━━━ DATA ROWS

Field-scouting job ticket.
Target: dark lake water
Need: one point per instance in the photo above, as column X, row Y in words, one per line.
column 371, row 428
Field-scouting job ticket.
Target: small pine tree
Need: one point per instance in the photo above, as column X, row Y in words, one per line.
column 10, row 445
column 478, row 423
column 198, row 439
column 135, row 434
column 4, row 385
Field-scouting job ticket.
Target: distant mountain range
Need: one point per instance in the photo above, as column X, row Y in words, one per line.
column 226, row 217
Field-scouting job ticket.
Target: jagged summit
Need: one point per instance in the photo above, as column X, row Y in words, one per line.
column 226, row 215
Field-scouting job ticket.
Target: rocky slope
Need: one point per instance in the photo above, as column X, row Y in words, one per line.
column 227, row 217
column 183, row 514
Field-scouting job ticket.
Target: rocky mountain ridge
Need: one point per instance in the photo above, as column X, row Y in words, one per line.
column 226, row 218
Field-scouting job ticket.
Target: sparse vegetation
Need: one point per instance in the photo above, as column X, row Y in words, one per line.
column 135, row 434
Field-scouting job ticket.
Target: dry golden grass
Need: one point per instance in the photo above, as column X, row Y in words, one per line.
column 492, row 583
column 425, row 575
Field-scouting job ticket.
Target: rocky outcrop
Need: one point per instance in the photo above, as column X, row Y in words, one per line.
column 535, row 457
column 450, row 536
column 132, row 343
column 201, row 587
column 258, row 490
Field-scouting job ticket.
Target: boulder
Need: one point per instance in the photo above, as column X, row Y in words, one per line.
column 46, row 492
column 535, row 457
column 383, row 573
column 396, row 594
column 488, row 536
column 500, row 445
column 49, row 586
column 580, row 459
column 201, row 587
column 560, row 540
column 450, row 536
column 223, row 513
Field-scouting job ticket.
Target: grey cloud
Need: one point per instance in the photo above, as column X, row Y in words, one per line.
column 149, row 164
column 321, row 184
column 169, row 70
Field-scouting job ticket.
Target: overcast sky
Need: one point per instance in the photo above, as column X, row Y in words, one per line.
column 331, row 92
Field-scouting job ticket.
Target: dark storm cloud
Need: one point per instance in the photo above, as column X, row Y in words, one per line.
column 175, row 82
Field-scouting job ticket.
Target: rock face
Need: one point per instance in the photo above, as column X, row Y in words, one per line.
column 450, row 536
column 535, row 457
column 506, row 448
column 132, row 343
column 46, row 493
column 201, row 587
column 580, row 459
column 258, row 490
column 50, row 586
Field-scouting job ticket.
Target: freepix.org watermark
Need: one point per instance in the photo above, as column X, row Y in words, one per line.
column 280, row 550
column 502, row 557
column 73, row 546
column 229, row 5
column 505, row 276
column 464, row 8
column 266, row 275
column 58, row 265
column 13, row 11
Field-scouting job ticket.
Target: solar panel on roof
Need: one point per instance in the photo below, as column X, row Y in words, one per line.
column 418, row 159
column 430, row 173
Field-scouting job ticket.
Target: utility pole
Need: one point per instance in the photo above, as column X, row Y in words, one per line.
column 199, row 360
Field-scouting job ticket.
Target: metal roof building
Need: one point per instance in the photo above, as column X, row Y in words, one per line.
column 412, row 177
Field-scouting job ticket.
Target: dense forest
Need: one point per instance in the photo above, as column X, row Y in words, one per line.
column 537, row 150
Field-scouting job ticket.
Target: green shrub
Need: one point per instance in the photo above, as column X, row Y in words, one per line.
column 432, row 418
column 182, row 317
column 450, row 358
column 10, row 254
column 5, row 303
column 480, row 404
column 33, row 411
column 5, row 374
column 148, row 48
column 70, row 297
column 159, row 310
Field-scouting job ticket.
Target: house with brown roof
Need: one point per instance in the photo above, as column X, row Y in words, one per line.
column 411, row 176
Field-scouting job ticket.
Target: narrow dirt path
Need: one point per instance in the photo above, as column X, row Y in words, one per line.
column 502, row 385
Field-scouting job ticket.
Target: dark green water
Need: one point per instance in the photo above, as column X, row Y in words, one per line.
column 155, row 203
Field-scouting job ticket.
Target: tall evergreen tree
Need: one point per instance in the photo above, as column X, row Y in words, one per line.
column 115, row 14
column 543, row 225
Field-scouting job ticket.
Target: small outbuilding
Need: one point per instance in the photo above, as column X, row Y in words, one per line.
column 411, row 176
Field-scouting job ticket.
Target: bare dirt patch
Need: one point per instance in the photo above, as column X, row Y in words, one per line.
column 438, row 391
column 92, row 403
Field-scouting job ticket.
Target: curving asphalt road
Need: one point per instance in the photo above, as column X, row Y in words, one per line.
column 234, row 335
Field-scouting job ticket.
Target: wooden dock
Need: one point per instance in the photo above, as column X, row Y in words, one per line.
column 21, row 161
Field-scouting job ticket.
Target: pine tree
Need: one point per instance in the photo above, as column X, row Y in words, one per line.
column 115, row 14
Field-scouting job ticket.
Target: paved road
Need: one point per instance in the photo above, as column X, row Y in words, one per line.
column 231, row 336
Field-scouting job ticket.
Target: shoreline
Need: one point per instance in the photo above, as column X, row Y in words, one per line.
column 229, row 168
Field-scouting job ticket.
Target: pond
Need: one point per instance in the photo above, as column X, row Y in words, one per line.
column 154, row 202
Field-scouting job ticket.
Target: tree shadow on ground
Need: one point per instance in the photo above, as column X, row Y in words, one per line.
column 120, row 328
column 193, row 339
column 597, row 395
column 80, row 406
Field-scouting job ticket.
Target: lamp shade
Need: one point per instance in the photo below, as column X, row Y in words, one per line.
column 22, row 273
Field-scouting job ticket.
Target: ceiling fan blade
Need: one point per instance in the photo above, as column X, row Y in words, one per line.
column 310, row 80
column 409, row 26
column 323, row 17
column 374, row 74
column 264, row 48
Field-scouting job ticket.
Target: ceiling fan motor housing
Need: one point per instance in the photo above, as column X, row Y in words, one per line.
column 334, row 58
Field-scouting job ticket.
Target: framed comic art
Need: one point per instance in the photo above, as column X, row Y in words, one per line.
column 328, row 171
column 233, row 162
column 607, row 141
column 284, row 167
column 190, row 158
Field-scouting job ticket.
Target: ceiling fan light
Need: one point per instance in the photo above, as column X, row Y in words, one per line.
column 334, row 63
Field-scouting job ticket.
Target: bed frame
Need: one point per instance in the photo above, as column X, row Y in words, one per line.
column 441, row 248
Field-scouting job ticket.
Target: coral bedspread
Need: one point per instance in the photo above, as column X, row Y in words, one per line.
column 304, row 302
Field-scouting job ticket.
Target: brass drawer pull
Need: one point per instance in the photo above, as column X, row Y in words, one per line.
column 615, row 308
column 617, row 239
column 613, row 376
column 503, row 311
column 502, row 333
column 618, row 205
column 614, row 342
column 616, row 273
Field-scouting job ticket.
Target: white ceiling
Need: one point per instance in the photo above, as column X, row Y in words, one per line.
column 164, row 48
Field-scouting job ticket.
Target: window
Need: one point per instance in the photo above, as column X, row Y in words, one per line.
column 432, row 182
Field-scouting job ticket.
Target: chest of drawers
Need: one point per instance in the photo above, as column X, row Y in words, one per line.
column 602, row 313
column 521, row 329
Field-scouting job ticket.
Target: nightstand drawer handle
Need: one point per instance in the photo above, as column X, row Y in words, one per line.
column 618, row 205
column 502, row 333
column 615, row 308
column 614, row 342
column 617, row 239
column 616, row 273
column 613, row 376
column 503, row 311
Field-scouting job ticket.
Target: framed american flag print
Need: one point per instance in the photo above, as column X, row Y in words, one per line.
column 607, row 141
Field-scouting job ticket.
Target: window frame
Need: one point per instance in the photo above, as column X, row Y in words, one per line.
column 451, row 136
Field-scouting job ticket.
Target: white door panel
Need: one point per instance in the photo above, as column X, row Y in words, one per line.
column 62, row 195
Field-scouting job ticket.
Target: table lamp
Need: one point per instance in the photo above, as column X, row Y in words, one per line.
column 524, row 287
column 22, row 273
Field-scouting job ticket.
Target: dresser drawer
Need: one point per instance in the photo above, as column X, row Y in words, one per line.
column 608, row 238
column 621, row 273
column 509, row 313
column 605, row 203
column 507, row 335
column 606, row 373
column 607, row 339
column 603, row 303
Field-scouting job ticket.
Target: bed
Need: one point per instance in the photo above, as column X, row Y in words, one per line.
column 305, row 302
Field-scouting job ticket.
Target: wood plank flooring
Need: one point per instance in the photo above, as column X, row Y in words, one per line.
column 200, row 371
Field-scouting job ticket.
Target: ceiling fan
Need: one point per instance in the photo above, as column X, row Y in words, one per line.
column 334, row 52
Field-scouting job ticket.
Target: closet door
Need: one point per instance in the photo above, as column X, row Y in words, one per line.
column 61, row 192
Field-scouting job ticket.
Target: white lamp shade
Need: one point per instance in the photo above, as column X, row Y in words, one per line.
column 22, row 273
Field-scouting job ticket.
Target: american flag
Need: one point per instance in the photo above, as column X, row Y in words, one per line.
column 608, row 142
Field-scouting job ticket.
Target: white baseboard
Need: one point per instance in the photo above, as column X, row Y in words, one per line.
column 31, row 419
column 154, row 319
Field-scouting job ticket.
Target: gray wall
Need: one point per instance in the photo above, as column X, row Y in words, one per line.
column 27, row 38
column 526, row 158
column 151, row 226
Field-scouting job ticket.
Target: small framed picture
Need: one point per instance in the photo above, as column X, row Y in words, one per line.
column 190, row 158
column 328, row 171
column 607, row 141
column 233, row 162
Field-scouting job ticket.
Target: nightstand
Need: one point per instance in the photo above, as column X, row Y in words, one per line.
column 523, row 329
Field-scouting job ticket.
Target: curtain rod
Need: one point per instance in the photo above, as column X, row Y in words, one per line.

━━━━━━
━━━ DATA ROWS

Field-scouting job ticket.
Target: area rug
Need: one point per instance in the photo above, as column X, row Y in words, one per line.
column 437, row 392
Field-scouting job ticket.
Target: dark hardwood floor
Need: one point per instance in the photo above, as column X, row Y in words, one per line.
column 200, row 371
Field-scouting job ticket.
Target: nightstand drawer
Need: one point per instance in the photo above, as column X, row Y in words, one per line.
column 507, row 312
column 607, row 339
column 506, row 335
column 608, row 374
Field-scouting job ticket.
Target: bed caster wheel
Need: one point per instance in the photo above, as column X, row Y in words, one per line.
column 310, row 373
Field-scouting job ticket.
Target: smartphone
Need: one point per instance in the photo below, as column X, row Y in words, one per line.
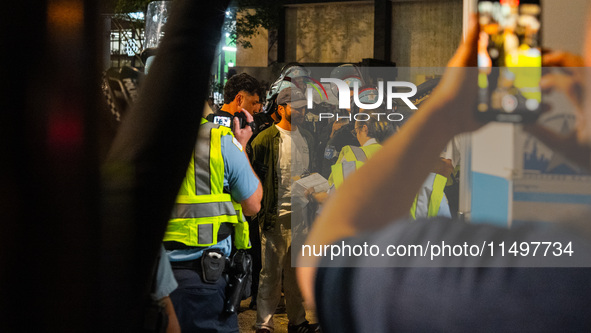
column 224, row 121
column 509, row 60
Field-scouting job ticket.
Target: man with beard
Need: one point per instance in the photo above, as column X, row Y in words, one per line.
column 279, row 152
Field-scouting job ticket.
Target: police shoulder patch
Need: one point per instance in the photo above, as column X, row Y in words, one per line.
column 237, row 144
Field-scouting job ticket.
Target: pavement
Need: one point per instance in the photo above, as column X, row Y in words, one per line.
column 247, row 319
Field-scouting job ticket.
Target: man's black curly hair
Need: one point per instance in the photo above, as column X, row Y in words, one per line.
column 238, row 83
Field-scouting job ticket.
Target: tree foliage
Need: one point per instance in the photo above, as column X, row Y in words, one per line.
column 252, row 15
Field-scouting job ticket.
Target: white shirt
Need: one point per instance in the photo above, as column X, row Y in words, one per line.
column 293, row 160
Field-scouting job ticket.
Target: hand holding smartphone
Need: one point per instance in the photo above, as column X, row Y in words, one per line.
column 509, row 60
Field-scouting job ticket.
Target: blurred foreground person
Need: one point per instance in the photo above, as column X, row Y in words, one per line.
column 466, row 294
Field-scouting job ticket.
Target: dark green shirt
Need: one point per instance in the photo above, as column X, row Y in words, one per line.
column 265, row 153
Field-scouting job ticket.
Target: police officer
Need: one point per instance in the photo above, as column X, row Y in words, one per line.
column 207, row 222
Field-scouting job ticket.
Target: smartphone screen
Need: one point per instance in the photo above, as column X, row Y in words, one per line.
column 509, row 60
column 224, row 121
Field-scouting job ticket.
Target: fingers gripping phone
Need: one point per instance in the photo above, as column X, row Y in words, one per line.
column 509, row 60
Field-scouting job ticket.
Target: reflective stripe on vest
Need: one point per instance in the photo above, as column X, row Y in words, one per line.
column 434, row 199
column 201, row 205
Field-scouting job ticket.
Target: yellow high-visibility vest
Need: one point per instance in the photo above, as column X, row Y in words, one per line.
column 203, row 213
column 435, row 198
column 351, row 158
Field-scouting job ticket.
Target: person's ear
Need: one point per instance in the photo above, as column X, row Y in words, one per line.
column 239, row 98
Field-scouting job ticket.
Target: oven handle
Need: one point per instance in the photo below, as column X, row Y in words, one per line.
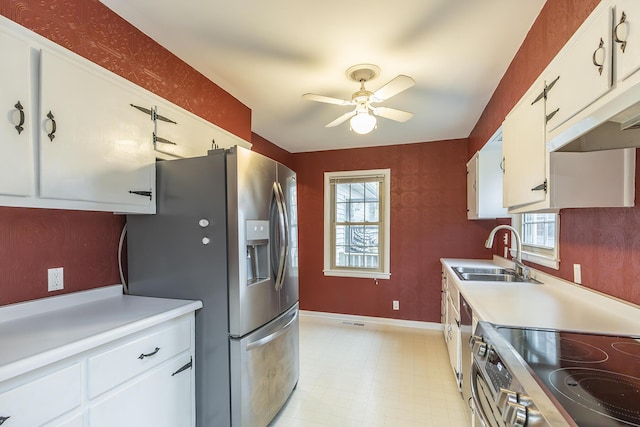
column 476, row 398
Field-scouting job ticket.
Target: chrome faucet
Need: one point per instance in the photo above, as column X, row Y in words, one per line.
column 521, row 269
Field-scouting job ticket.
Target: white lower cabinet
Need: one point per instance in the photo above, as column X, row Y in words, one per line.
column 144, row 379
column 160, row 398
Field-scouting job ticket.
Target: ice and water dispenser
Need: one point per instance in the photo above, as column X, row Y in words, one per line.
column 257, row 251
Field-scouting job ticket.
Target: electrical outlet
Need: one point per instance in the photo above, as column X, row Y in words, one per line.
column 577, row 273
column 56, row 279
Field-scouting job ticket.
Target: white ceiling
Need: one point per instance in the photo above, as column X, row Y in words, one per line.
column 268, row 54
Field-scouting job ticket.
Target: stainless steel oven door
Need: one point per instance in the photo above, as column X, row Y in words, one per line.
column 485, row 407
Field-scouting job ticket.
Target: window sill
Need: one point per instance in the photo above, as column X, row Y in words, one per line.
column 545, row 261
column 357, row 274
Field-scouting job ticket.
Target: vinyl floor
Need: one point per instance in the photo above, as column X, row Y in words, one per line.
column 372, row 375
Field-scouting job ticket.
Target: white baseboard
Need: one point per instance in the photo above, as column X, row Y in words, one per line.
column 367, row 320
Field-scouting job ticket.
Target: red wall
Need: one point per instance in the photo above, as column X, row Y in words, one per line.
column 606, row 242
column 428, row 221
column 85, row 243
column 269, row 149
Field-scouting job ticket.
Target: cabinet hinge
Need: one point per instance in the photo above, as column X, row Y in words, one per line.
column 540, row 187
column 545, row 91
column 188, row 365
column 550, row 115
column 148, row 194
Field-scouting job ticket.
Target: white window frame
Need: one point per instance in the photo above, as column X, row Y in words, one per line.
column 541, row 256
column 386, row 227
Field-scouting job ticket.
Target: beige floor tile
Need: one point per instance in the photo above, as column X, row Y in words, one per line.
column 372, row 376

━━━━━━

## [EXERCISE INSTRUCTIONS]
Please pick out every line in the rows above that contains the word "handle" and copy each one in full.

## [SOLUTION TO THE PROBLEM]
Target: nightstand drawer handle
Target: oven handle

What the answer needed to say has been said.